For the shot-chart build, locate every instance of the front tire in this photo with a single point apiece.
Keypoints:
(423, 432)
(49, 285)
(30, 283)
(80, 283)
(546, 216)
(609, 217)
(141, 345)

--

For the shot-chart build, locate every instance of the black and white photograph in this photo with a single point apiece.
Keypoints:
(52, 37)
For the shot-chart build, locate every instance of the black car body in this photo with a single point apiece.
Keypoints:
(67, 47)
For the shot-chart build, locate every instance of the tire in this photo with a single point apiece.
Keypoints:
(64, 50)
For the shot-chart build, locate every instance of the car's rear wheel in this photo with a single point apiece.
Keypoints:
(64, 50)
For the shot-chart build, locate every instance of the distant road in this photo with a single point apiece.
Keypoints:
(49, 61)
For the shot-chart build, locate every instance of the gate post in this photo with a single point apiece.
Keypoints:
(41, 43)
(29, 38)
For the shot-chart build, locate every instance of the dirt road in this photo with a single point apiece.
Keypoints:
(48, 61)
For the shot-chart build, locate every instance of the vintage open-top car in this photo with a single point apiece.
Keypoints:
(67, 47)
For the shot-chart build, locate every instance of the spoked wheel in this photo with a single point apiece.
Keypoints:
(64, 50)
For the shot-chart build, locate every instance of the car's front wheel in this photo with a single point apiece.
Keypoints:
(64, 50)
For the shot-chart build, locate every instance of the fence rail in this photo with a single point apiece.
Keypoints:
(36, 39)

Prompt: From the data above, copy every line where "black" appears.

Response to the task:
For the shot-chart build, locate every instance of the black and white photograph in this photo with a single point apiece.
For the shot-chart build, locate every instance of the black car body in this photo with a single point apiece.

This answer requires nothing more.